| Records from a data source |
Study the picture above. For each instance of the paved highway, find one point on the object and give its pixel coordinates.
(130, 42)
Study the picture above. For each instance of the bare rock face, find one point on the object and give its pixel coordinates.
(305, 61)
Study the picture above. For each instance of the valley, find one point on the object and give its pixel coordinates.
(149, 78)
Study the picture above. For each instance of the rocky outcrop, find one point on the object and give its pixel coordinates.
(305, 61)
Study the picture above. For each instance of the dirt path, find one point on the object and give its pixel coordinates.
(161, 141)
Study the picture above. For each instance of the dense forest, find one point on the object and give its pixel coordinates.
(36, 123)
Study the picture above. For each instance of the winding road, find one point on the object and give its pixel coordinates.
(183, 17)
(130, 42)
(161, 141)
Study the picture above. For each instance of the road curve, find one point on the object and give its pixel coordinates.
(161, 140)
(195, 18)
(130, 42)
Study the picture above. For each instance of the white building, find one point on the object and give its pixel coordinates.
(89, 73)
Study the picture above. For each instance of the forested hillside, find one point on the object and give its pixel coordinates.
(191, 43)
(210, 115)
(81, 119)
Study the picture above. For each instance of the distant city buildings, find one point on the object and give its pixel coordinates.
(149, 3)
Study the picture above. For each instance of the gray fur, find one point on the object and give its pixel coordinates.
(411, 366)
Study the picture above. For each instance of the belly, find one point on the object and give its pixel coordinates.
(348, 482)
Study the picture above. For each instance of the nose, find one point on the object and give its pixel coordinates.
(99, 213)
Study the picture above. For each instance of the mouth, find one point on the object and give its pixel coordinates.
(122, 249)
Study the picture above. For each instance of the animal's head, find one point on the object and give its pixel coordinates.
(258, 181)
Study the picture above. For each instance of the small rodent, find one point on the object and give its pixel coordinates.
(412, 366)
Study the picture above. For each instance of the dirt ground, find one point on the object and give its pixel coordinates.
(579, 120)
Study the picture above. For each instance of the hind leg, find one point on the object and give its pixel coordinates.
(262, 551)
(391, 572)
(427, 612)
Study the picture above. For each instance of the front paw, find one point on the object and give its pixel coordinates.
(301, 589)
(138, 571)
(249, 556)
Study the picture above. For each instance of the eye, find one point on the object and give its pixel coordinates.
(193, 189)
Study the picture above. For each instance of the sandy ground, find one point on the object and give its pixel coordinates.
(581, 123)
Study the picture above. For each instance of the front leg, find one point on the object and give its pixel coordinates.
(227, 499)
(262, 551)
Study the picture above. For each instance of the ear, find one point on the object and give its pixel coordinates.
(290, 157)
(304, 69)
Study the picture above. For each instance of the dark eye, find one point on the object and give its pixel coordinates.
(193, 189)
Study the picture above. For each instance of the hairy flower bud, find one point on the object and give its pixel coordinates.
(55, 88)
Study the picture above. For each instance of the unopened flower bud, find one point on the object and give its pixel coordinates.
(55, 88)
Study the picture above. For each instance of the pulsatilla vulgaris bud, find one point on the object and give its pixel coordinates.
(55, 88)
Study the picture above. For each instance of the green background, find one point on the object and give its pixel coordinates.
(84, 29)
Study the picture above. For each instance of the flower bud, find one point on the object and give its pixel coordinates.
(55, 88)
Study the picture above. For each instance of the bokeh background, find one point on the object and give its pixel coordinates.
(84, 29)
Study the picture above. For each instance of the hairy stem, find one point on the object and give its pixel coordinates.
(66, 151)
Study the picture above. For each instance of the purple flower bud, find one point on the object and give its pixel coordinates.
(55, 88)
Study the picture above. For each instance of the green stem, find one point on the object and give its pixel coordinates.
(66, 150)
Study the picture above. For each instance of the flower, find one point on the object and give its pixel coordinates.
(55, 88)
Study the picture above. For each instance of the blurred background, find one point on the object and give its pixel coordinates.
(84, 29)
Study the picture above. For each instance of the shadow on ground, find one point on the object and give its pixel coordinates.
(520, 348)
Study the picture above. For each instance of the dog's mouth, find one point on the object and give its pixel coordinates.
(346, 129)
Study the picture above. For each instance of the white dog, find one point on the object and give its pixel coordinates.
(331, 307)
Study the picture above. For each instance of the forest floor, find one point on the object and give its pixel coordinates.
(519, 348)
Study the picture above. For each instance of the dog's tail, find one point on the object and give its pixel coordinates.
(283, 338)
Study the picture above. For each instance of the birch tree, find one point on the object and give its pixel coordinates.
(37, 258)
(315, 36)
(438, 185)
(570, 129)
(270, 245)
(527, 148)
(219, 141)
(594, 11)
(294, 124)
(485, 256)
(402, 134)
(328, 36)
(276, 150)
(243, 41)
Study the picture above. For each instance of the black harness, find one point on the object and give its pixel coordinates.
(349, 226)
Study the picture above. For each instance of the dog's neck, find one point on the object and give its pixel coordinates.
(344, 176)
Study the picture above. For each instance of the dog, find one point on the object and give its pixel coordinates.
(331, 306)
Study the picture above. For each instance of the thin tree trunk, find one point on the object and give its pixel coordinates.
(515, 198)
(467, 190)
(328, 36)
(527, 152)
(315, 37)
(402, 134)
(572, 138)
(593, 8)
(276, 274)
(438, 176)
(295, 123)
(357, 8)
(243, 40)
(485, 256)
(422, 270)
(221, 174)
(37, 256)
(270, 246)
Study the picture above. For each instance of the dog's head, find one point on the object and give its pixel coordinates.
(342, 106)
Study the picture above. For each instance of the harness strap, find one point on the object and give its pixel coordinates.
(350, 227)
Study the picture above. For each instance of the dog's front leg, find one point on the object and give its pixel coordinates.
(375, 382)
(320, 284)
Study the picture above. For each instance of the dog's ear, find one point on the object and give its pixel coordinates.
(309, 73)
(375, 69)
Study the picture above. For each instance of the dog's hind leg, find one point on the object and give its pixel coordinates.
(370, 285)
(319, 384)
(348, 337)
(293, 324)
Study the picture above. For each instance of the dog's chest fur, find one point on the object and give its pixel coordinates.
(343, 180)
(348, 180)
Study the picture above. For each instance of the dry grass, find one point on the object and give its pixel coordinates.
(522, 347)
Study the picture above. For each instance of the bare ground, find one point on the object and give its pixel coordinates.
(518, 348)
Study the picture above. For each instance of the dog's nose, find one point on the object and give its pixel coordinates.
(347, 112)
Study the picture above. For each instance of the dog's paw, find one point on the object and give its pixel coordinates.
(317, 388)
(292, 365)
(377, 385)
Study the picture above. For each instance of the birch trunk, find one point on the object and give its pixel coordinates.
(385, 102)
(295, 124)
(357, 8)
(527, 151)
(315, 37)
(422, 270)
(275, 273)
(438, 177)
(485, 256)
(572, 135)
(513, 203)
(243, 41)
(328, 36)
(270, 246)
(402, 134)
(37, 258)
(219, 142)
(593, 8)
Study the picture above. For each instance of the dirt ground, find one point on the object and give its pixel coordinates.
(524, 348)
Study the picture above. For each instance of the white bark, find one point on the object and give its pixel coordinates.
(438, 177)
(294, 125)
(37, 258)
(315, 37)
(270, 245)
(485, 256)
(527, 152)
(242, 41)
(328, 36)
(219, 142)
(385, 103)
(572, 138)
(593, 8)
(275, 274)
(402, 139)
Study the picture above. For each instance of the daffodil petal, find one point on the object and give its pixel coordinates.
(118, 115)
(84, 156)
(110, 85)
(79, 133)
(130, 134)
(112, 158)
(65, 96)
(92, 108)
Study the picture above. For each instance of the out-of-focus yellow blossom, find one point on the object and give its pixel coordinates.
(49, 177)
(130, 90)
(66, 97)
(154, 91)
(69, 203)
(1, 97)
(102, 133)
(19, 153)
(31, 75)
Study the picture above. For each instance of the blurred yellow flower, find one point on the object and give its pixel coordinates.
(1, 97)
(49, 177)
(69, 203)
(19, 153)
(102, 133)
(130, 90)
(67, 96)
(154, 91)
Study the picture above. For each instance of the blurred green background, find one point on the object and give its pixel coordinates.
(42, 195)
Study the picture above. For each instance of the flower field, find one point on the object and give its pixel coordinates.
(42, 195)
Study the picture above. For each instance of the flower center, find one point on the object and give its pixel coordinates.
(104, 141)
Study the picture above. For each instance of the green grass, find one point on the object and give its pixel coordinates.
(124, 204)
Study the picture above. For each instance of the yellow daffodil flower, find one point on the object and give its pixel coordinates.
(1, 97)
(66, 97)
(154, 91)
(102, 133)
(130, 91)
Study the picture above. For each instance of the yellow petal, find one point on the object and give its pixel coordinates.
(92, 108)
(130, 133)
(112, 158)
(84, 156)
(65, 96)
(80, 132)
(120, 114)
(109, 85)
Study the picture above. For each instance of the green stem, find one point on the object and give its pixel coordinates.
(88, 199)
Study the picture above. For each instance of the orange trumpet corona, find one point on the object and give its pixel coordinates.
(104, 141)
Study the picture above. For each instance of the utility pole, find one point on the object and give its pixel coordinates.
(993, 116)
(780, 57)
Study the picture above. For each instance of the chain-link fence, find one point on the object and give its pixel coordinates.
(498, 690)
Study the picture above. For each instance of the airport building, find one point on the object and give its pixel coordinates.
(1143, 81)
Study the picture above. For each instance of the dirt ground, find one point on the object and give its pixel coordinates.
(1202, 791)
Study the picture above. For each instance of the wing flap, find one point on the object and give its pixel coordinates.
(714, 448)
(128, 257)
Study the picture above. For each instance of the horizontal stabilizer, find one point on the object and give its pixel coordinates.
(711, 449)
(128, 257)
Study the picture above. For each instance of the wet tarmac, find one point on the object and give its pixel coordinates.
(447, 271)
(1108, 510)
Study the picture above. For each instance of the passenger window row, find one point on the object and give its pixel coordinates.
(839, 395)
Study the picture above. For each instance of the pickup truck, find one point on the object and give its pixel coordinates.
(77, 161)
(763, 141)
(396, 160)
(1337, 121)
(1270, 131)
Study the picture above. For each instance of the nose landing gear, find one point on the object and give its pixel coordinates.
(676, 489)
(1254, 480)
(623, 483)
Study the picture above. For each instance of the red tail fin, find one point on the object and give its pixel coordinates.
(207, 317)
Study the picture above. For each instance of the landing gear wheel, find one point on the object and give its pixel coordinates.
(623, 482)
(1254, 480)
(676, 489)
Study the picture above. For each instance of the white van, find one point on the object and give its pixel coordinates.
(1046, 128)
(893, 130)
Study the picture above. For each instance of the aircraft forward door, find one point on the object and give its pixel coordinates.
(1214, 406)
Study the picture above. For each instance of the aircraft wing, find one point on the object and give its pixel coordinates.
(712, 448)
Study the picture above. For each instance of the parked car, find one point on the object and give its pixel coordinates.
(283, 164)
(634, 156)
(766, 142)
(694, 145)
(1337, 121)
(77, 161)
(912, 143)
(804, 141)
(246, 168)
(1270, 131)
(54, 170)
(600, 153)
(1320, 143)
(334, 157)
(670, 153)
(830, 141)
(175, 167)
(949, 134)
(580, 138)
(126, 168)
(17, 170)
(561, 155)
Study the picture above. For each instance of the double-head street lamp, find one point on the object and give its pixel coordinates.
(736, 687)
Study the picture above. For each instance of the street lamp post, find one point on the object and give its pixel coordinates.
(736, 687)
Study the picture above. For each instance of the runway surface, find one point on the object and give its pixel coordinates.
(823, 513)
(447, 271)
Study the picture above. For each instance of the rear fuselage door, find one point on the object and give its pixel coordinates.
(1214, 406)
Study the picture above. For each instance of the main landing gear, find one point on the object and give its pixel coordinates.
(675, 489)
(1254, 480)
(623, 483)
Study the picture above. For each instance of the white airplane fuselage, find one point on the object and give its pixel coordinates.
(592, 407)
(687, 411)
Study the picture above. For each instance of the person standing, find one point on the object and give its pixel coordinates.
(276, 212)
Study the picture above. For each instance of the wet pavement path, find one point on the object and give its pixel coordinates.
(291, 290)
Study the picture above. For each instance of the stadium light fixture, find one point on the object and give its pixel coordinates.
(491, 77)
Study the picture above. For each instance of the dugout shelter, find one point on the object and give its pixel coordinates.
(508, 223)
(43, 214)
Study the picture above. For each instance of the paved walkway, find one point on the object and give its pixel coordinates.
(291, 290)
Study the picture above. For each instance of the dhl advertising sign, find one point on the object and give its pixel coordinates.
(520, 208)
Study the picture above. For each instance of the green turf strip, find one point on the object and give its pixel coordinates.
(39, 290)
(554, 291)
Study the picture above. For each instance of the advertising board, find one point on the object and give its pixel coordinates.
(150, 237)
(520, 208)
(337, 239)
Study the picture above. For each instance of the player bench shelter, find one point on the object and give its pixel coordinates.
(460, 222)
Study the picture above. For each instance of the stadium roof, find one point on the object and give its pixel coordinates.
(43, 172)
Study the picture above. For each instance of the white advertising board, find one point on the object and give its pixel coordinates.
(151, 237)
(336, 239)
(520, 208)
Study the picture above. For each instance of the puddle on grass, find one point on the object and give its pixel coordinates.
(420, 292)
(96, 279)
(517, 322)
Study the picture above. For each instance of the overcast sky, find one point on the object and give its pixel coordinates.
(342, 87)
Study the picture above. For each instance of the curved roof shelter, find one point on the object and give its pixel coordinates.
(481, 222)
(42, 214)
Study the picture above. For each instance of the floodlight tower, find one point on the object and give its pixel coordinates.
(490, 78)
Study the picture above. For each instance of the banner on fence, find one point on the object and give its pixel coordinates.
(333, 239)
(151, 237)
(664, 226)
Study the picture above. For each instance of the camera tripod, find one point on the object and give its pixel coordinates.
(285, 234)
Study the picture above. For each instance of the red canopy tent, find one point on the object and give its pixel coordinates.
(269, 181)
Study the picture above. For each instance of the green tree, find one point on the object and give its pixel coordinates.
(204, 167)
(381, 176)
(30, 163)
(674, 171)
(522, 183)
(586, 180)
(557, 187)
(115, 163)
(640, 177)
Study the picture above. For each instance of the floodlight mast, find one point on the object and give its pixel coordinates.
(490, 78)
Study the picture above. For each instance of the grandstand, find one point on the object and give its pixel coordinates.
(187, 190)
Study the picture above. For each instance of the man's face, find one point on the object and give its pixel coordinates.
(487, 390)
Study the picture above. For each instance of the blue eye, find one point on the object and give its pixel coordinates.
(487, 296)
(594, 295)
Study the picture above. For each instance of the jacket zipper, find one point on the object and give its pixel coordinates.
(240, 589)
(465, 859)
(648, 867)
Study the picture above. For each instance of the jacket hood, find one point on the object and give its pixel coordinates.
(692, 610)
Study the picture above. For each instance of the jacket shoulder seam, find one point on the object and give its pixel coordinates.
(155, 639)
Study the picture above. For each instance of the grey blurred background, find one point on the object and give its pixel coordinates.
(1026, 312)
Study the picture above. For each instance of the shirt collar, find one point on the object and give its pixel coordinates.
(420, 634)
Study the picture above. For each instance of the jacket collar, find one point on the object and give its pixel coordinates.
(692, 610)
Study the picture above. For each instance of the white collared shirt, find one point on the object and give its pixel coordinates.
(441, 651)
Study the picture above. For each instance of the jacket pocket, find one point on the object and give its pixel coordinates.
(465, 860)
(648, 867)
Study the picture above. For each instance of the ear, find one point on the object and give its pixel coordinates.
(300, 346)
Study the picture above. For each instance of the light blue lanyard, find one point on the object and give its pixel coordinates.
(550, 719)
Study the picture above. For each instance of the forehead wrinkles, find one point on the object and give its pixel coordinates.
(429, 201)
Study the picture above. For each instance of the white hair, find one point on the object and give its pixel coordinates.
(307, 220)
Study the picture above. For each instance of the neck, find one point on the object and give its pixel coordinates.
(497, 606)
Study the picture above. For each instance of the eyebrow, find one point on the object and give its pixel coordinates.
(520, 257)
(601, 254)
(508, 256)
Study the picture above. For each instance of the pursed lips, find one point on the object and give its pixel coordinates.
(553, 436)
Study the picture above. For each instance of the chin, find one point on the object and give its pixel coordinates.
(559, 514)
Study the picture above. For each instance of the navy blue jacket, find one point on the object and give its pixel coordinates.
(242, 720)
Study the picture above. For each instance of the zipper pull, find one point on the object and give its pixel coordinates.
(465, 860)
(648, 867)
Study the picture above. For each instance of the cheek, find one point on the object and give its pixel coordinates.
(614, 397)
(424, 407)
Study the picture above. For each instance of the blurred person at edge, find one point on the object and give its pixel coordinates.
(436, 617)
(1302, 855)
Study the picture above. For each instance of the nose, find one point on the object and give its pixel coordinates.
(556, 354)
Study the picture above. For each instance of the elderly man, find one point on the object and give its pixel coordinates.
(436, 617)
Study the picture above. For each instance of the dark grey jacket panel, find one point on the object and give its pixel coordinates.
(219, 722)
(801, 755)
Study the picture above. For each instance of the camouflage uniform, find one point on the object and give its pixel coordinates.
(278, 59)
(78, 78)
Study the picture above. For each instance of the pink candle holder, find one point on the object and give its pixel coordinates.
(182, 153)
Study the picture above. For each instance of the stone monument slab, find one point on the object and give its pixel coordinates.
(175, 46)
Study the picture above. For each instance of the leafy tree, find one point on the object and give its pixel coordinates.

| GOAL |
Transcribe only the trailing portion of the entries above: the line that contains "Study the picture above. For each instance of the neck, find" and each line after it.

| EXERCISE ANSWER |
Study the picture above. For each instance of the neck, find one point on the object and give its pixel coordinates.
(497, 606)
Study the picture above. For each instance of the eyebrow, find one point on the object and give its pixel coordinates.
(520, 257)
(601, 254)
(508, 256)
Study the picture above. For each instance of the pursed lips, find one point on the object and give its pixel coordinates.
(553, 436)
Study the picture above. For each instance of the chin, find one point on the object and give its pixel coordinates.
(559, 514)
Study the picture above. For each instance of the navy blue jacket, find one point on the object and give its pixel coordinates.
(242, 720)
Study the picture above. For each instance of the zipper pull, find one point on the object and give its pixel coordinates.
(465, 860)
(648, 867)
Study the picture above. For each instance of the cheek, find one point on the object and give its pixel coordinates.
(614, 397)
(424, 407)
Study the picture above. For each instance of the blurred person at edge, find one point on the object and give its pixel coordinates.
(436, 617)
(1302, 855)
Study the picture above. For each instance of the nose, find one point on the object and give its pixel coordinates.
(556, 354)
Study the picture above. For each instance of the elderly man, find one point on the object and give its pixel coordinates.
(436, 617)
Study the picture above. For each instance of the dark grey jacket panel, find one point on the object and give its pixel coordinates.
(219, 722)
(801, 755)
Study the picture above. For each instance of the camouflage uniform, find one point on the object and give its pixel coordinates.
(278, 59)
(78, 78)
Study the picture above. For each instance of the pink candle holder, find one point on the object and give its pixel coordinates.
(182, 153)
Study the picture above. For each instance of the stone monument slab, find one point on the object and give its pixel coordinates.
(175, 46)
Study the picture above. For each instance of the leafy tree, find one point on the object and give its pixel coordinates.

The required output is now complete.